WHAT THE EXERCISE ASKS | Going through the entries, how many lines include the string "below"? Answer only with the number.

GIVEN RECORDS |
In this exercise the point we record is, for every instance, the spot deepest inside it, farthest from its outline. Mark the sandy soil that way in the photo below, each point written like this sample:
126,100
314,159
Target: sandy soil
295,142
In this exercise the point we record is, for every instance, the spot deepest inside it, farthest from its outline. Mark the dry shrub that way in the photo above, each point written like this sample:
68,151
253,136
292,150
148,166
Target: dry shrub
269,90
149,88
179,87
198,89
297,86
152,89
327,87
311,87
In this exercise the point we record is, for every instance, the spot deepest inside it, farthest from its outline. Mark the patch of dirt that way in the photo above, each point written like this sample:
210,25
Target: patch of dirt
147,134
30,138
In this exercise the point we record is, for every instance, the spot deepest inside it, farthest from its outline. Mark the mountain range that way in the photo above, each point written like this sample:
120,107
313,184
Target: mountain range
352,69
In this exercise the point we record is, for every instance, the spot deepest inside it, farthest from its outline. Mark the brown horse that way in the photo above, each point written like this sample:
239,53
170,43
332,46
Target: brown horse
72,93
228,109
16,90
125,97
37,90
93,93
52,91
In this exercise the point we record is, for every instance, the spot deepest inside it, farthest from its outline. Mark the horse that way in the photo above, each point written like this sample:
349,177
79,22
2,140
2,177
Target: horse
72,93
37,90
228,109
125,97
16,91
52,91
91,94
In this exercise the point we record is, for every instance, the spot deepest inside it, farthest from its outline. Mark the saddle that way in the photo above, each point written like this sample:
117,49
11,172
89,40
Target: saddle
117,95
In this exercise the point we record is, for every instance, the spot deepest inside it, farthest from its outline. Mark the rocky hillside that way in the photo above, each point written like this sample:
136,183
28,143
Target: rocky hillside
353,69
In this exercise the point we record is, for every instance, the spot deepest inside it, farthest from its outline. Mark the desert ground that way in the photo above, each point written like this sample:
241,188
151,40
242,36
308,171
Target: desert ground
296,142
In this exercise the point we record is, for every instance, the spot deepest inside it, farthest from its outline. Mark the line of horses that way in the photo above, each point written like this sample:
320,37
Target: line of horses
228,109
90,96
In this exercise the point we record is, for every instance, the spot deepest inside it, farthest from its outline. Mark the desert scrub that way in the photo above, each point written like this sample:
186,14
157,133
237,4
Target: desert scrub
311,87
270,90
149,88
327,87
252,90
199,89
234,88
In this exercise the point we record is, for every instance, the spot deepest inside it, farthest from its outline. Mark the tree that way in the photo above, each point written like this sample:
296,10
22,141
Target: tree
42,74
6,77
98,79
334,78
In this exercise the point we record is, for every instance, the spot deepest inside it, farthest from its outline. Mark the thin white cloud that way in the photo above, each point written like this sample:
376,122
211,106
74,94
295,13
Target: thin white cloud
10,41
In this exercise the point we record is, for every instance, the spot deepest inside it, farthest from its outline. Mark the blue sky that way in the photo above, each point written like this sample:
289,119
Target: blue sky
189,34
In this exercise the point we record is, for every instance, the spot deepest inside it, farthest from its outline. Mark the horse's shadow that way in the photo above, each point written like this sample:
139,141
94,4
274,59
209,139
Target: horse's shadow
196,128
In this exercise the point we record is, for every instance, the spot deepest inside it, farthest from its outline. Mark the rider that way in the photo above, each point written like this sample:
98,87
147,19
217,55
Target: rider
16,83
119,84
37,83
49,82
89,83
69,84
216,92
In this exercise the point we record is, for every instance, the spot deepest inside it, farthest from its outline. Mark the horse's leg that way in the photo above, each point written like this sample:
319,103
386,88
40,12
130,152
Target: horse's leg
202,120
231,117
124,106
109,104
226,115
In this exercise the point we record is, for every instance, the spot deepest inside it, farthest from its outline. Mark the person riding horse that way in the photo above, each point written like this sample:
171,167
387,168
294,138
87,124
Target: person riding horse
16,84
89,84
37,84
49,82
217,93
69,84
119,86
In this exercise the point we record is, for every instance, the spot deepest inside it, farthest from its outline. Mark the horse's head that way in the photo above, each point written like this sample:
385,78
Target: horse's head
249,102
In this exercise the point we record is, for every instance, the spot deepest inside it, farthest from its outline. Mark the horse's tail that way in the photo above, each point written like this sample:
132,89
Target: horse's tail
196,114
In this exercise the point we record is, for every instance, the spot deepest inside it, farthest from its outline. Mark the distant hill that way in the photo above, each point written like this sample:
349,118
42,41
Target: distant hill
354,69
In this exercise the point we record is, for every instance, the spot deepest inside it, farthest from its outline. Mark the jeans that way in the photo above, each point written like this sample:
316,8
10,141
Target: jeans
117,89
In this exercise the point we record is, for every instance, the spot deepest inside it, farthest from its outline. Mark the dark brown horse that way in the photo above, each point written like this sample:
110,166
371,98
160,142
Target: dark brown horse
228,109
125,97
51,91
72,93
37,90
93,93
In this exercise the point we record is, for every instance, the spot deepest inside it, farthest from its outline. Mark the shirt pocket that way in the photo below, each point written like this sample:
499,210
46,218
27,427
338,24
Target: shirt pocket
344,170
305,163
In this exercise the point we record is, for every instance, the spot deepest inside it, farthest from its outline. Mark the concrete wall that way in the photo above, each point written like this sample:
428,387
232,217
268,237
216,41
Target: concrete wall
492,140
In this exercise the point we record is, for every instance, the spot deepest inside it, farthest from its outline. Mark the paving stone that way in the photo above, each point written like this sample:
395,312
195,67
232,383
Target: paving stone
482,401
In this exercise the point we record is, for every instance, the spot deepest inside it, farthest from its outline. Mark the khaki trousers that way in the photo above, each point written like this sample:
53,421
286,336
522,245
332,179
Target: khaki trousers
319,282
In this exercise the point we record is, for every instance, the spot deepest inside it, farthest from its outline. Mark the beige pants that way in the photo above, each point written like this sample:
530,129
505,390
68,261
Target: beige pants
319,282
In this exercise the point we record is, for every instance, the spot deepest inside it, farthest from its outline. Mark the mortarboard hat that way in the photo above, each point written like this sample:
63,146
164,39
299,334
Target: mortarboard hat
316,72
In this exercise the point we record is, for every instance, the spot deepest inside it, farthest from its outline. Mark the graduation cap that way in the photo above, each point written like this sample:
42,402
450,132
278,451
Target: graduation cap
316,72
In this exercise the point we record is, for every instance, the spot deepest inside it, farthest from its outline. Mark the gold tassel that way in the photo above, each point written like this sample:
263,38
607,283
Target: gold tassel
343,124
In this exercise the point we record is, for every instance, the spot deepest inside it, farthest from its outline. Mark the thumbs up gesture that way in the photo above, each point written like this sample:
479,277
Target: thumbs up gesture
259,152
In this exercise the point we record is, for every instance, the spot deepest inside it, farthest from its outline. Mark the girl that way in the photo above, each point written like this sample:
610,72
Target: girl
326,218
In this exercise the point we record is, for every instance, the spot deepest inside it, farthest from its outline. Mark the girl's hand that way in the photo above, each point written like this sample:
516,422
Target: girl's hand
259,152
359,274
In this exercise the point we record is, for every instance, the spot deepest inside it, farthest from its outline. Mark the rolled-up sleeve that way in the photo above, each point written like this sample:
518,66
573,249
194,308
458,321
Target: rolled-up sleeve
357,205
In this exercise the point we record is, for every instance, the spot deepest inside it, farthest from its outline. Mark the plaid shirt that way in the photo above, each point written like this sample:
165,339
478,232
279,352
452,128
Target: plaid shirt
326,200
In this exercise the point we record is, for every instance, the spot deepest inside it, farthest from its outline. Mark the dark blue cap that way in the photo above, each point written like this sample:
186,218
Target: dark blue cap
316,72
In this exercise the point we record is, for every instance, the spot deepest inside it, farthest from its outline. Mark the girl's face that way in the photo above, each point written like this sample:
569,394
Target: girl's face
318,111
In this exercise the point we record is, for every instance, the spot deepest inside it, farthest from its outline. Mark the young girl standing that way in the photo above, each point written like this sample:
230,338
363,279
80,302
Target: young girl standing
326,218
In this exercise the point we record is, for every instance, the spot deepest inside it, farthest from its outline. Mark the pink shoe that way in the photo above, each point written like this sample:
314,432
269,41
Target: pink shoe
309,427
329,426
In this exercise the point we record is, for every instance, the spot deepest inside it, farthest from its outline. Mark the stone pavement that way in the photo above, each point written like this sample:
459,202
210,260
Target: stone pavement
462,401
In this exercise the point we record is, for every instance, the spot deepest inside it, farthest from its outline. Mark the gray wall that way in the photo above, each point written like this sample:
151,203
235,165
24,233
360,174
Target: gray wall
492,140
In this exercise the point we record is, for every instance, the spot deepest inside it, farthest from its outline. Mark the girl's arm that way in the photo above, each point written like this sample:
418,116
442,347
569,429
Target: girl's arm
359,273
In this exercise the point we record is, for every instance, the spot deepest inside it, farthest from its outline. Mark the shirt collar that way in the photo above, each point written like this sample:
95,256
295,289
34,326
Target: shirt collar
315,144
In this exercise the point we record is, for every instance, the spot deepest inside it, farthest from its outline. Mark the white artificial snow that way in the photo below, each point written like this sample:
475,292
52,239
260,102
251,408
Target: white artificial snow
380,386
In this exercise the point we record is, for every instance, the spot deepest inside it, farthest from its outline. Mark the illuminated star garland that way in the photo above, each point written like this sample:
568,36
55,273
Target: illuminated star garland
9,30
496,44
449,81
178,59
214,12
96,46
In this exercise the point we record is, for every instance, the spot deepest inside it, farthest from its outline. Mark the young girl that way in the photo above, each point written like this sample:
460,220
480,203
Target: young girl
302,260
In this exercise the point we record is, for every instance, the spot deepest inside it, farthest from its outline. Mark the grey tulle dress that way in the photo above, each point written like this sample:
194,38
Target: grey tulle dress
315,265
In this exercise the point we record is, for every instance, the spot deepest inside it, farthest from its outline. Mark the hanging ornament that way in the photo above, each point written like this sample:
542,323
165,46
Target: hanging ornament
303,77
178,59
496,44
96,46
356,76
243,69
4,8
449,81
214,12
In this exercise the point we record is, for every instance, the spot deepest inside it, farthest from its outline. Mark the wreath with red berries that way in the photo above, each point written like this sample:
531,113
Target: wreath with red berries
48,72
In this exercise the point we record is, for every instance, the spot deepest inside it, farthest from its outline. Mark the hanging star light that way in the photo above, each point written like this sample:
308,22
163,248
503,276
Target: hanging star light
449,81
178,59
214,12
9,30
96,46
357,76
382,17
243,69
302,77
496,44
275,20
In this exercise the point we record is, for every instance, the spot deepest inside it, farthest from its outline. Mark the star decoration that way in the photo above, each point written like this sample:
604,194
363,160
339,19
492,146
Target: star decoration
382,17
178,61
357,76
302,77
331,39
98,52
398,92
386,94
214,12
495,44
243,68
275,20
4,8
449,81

RESULT OF THIS EXERCISE | 3